▶ _掲載文_:
::::
榎森 進・小口雅史・澤登寛聡編
 『アイヌ文化の成立と変容−交易と交流を中心として 上 エミシ・エゾ・アイヌ』

評者:吉田 歓
「弘前大学 国史研究」126(2009.3)

   一 本書の構成と概要

 北方史研究の歴史はすでに多くの積み重ねがなされてきている。しかし、近年の動向は、新たな視点として北から見た北方史といった視角が提示されている。そうした中で、北方世界に視座を置いた本書は、現段階での北方史研究の到達点を示すものとして高く評価されるとともに、今後の北方史研究を進めていく上で大変有益な一書となろう。
 本書の母体となったのは、法政大学国際日本学研究所から刊行された『アイヌ文化の成立と変容−交易と交流を中心として−』(二〇〇七年刊行)という報告書である。この報告書は一〇〇〇頁に近い大部なものであり、今回、上下二巻に分冊して刊行された。上巻が本書評で取り上げる『エミシ・エゾ・アイヌ』、下巻が『北東アジアのなかのアイヌ世界』である。母体となった報告書に改訂増補と新稿が加えられている。これら二冊の刊行によって、より多くの読者を得ることができるようになったことはとても喜ばしいことである。
::::
▶ _入力データ_:
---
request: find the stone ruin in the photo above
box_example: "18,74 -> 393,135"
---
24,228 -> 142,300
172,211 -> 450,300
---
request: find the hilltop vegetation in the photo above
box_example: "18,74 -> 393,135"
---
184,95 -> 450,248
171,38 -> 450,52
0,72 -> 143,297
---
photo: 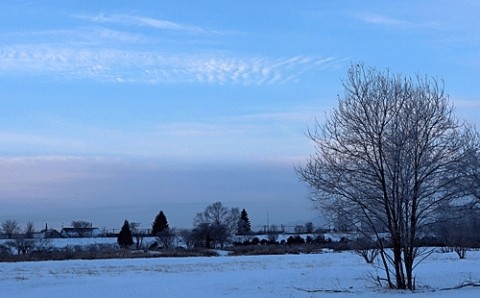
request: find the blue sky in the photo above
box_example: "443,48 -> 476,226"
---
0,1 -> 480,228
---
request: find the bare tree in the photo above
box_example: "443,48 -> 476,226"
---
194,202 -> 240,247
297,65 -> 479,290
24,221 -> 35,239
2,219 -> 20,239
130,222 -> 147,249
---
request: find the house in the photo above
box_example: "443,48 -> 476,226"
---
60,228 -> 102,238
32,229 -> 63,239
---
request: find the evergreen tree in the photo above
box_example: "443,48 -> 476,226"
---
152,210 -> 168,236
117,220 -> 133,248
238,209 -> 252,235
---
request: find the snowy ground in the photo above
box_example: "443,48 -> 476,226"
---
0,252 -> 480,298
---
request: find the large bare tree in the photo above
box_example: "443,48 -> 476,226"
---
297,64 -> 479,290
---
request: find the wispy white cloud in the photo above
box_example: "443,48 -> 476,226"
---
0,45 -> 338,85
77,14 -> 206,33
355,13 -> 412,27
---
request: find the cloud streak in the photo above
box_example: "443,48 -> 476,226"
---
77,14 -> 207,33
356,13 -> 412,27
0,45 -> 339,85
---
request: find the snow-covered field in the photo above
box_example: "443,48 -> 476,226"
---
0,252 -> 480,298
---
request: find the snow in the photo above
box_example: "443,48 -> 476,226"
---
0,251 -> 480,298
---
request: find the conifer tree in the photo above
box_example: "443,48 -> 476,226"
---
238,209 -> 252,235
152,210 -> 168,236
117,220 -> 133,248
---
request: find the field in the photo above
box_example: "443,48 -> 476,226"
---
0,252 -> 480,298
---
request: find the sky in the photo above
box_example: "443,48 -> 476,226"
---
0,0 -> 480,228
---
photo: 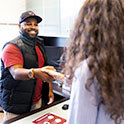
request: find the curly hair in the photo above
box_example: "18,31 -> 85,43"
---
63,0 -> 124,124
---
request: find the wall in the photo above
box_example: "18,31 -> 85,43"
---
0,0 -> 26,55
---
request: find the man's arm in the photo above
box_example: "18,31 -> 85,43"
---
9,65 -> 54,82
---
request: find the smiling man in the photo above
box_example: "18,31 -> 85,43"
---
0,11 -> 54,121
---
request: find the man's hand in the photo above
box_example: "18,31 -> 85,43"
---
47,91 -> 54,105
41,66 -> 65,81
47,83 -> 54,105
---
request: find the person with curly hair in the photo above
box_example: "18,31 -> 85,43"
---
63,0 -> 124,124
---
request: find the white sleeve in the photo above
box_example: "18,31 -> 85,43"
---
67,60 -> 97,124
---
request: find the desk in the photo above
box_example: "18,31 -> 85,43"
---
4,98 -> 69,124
::::
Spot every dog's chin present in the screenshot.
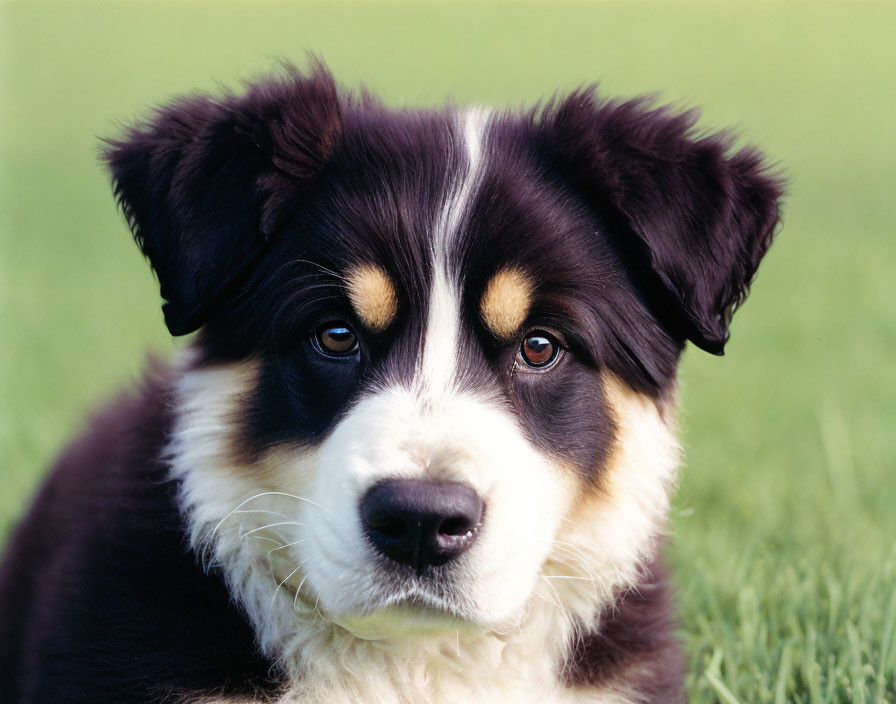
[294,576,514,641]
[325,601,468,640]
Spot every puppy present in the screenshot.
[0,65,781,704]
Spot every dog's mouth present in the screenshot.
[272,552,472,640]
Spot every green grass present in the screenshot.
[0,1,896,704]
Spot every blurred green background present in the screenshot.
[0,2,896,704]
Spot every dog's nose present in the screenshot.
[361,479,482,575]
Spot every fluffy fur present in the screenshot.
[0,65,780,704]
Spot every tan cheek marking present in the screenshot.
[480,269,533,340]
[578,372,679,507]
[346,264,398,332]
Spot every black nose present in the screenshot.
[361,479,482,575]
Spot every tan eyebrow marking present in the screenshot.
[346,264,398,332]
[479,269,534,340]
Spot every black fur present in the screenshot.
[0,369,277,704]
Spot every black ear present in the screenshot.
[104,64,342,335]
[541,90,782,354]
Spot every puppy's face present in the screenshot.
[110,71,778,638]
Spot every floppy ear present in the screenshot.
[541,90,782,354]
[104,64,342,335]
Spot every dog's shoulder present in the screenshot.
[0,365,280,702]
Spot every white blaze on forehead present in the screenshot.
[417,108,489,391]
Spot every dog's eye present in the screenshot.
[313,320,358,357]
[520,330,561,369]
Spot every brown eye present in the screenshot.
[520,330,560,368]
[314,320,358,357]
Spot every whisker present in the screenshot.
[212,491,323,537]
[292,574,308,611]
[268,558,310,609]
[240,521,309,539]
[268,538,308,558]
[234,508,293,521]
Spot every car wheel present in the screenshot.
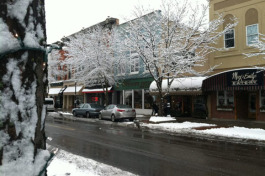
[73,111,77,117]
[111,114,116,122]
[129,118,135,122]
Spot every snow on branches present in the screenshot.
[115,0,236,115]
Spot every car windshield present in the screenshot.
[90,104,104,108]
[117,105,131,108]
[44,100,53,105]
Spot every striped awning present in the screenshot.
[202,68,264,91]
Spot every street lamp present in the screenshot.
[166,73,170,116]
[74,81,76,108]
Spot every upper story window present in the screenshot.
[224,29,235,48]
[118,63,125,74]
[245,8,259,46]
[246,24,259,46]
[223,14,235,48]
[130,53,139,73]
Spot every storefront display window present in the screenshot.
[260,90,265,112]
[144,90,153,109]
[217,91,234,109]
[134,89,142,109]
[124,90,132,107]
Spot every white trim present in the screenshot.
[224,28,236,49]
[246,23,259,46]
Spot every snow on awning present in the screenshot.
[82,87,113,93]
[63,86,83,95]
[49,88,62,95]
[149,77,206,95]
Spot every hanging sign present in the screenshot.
::::
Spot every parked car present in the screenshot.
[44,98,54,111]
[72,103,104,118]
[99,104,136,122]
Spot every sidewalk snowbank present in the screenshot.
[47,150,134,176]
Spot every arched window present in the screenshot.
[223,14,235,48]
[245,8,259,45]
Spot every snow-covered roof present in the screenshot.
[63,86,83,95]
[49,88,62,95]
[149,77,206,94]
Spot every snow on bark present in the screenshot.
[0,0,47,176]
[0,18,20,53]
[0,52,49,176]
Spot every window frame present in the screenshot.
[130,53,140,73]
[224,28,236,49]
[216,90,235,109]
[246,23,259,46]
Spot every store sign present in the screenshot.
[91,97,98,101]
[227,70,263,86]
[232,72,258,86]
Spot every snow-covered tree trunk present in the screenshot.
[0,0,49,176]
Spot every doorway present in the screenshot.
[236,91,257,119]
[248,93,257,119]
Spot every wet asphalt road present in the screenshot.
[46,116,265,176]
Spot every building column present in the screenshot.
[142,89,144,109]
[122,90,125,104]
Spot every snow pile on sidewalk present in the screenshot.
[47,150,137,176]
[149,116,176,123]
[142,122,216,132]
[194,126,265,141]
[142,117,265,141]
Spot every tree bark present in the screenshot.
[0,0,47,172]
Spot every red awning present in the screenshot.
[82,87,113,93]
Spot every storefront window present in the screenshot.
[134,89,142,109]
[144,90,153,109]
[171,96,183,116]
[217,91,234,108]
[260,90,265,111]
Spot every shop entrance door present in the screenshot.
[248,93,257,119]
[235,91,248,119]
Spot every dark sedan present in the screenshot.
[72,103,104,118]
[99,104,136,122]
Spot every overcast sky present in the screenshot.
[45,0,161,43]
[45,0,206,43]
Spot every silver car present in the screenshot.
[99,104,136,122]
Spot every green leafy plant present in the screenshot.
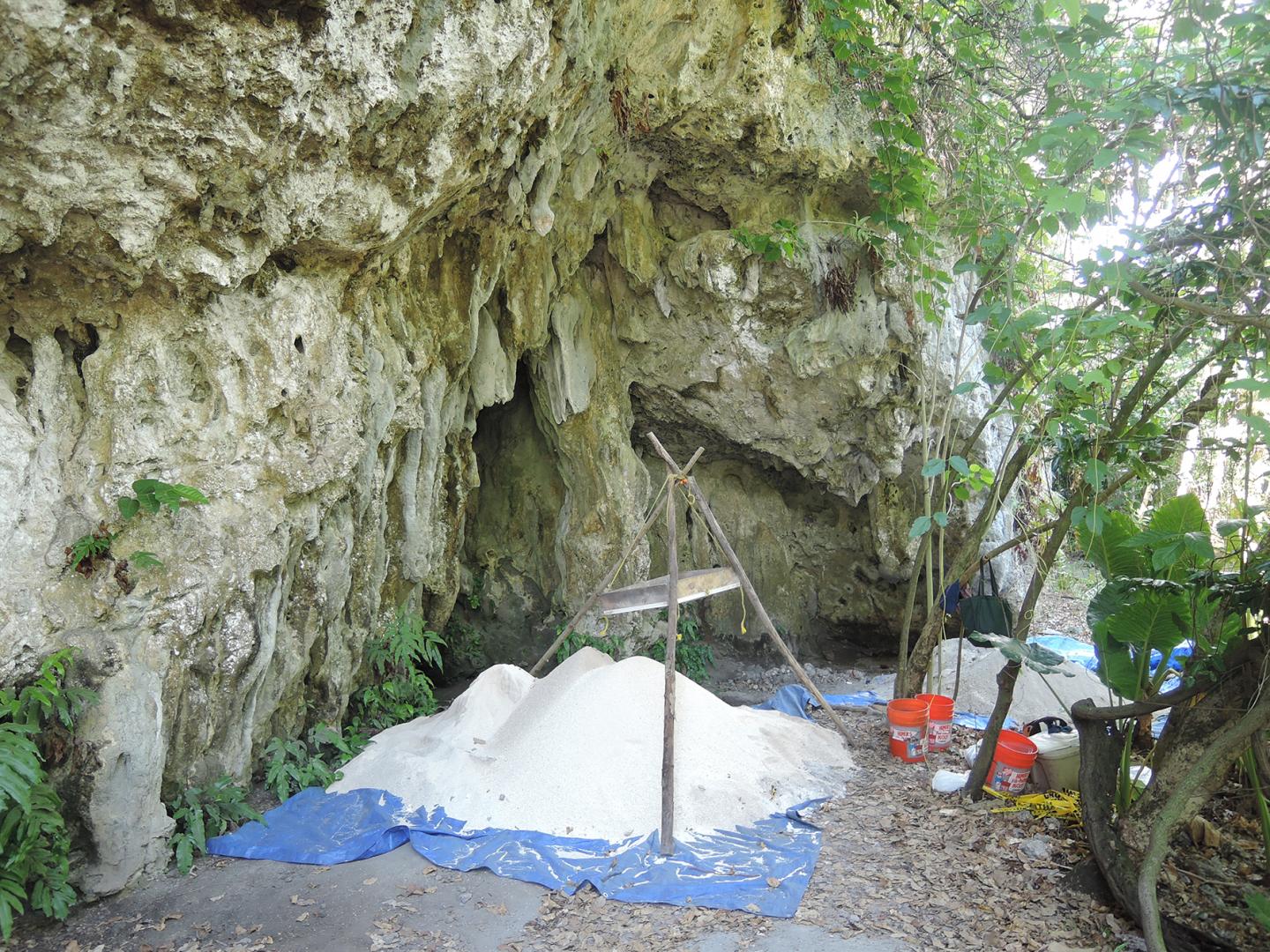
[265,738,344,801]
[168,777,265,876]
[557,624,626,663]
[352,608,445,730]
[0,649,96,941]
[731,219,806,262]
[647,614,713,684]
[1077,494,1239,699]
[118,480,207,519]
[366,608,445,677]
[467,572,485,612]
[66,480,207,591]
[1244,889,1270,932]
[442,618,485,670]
::::
▶ _課題一覧_:
1. レコードの中から「sidewalk」という語を含む行を、すべて返してください。大文字と小文字は区別します。
2. アイヌ文化の本の書評を、最後の文のあとから書き足してください。
アイヌ文化の本の書評とレコードは、それぞれ別のところから取ったものです。

▶ _解答一覧_:
1.
Spot every sidewalk snowbank present in the screenshot.
Spot every snow pile on sidewalk present in the screenshot.

2.
 ここで取り上げる『エミシ・エゾ・アイヌ』(以下、本書と呼ぶ)には全体を三部に分けて、一八の論考が収められている。第一部エミシ・エゾ・擦文文化をめぐって、第二部オホーツク文化の世界、第三部アイヌ文化の成立−北海道の中世−、という三部構成となっている。このように本書では中世以前の北方世界に焦点が当てられ、エミシ・エゾ・アイヌ文化の成立を擦文文化・オホーツク文化・トビニタイ文化なども合わせて検討がなされている。
 収録されている論考が多数に及ぶため、一つ一つを詳しくは紹介できないが、ここではそれぞれについて評者なりに簡単に紹介し、次章で本書全体について評者が感じた点などを述べることとする。

 第一部 エミシ・エゾ・擦文文化をめぐって
 天野哲也「考古学からみたアイヌ民族史」では擦文文化期とアイヌ文化期の相違点について、前者は集落全休で生産をするというように共同性が基本的に強く、後者では集落が河川沿いや海岸線沿いにどんどん広がっていくことから個別的な生産が展開していったと指摘する。
 伊藤博幸「東北北部におけるエミシからエゾへの考古学的検討−天野哲也『考古学からみたアイヌ民族史』へのコメント(1)−」では前エミシ段階からエゾに到る変遷を考古学的に検討され、古墳時代にはエミシ観念は未成立で、七世紀中頃に東北南部の人々を含めたエミシ観念が成立し、八世紀に東北南部がほぼ内国化して、それより北の人々がエミシと称されるようになり、一〇世紀から一一世紀にエミシからエゾと呼ばれるようになったとされる。
 小口雅史「文献史料からみた『エゾ』の成立−天野哲也「考古学からみたアイヌ民族史」へのコメント(2)−」では、天野・伊藤両氏が考古学的見地から立論されたのに対して文献史学の立場から検討している。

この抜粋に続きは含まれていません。